§ **INSTRUCTIONS TO FOLLOW**: Return the material below line for line, with no changes, and leave the pictures out of your answer.

(Object pointing data rows)
'''

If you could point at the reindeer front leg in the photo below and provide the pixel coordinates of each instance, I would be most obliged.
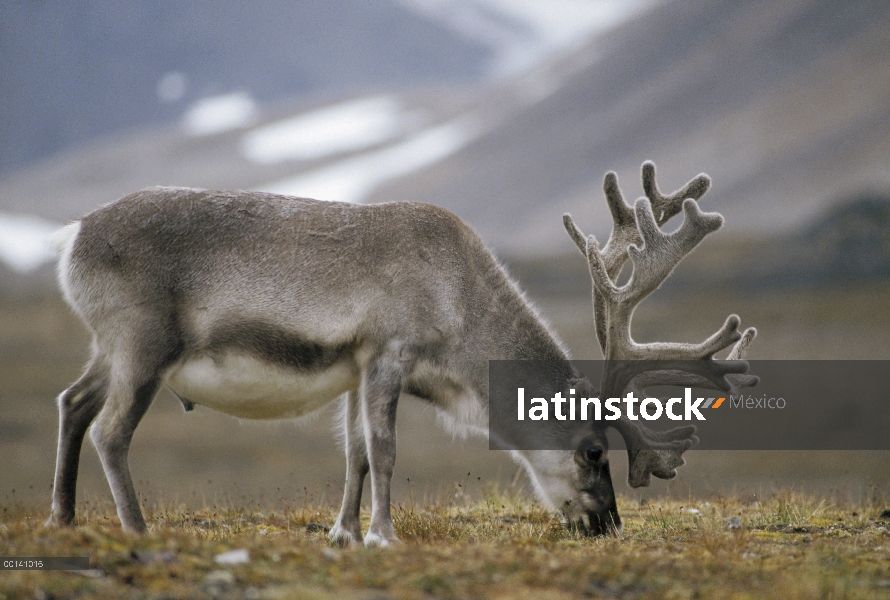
(380, 390)
(348, 528)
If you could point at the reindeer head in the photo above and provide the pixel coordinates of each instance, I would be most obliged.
(578, 482)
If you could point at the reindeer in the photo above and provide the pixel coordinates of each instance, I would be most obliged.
(269, 307)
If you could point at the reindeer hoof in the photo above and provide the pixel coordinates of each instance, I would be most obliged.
(373, 540)
(344, 538)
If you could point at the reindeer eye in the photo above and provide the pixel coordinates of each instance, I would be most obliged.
(593, 454)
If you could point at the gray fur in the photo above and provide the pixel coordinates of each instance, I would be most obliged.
(184, 288)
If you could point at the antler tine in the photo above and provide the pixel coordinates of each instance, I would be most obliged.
(741, 348)
(575, 233)
(653, 453)
(636, 234)
(666, 207)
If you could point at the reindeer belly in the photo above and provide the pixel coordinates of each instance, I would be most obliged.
(251, 388)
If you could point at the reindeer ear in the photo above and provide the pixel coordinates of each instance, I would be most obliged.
(661, 463)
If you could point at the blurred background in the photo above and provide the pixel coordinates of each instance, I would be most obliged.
(506, 112)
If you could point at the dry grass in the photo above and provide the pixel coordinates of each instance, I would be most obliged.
(790, 546)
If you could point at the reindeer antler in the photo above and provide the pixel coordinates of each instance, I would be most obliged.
(654, 254)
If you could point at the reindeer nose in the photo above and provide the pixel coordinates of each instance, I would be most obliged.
(606, 523)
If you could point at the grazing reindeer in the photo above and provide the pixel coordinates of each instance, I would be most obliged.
(266, 307)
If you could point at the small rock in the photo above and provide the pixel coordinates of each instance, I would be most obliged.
(734, 523)
(219, 583)
(233, 557)
(151, 557)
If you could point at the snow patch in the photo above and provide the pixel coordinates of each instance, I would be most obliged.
(25, 241)
(345, 127)
(353, 180)
(220, 113)
(523, 33)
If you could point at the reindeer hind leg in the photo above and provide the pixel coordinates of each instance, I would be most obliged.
(137, 373)
(78, 406)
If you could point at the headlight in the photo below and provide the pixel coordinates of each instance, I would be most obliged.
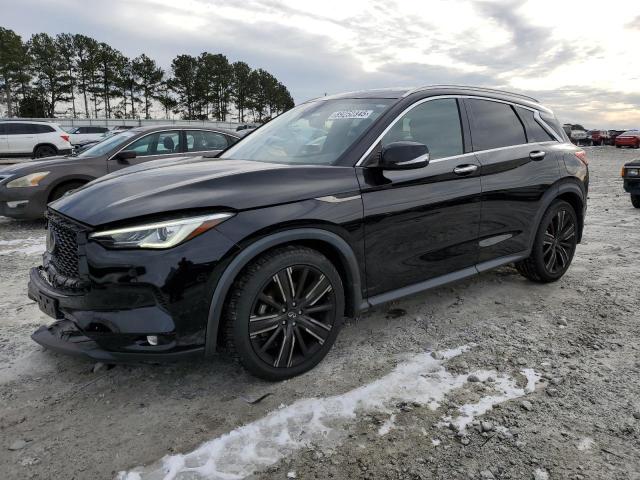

'''

§ **SOLUTION TO THIS TASK**:
If you could point at the reindeer front leg in the photo below and provide the pixel coordinates of each instance, I would be most obliged.
(380, 390)
(348, 528)
If you could point at the reindeer head in the photo above and provide the pixel coordinates of each instance, I would be most obliged.
(578, 482)
If you could point at the reindeer in the photo above and provide the pixel coordinates of each instance, I would be most obliged.
(269, 307)
If you could point at the reindeer hoof in the photo above and provide the pixel coordinates of each instance, I would be most obliged.
(373, 540)
(344, 538)
If you could point at the reindeer eye in the photo above and provide the pixel coordinates of each instance, I would be most obliged.
(593, 454)
If you could point at the gray fur in the photo above and provide the pixel coordinates of each instance, I would be most obliged.
(184, 288)
If you could point at the antler tine in the photo above and provide the pixel coordinates of each instance, I would be most obliged.
(741, 348)
(575, 233)
(653, 453)
(636, 234)
(666, 207)
If you could point at the reindeer belly in the photo above and provide the pixel coordinates of each instance, I would be most obliged.
(251, 388)
If you could point at the reindeer ear in the photo above and provide the pixel coordinates of each instance, I would be most obliged.
(661, 463)
If you could point at the blurred background in the photo above and provide the pixel coordinates of each instance, I would be most obliged.
(506, 112)
If you could point at the dry grass in the photo above and provide the pixel coordinates of each instance, I would be most obliged.
(790, 546)
If you could point at the reindeer antler in the photo above and provide the pixel coordinates of each instance, I would be most obliged.
(654, 254)
If you could point at the reindeer nose in the photo above and provide the pixel coordinates of each instance, I would be most obliged.
(606, 523)
If you could point at the grazing reindeer in the photo above and provide the pixel coordinates of each instance, I would be most obliged.
(266, 307)
If you could point at the small rock in the photo above and provide the pixel coordinates of each instance, I would be most obliged.
(734, 523)
(219, 583)
(233, 557)
(151, 557)
If you could point at the snow patch in the photo above and provide the pixel coordinates of each instance, I would be most obliged.
(25, 241)
(345, 127)
(353, 180)
(220, 113)
(523, 33)
If you could point at the reindeer hind leg in the photo above and provide the pixel coordinates of each instance, I would be most obliged.
(137, 373)
(78, 406)
If you could point at the headlight in the photo below and provide the pixel coordinates of each instance, I would be most obliged.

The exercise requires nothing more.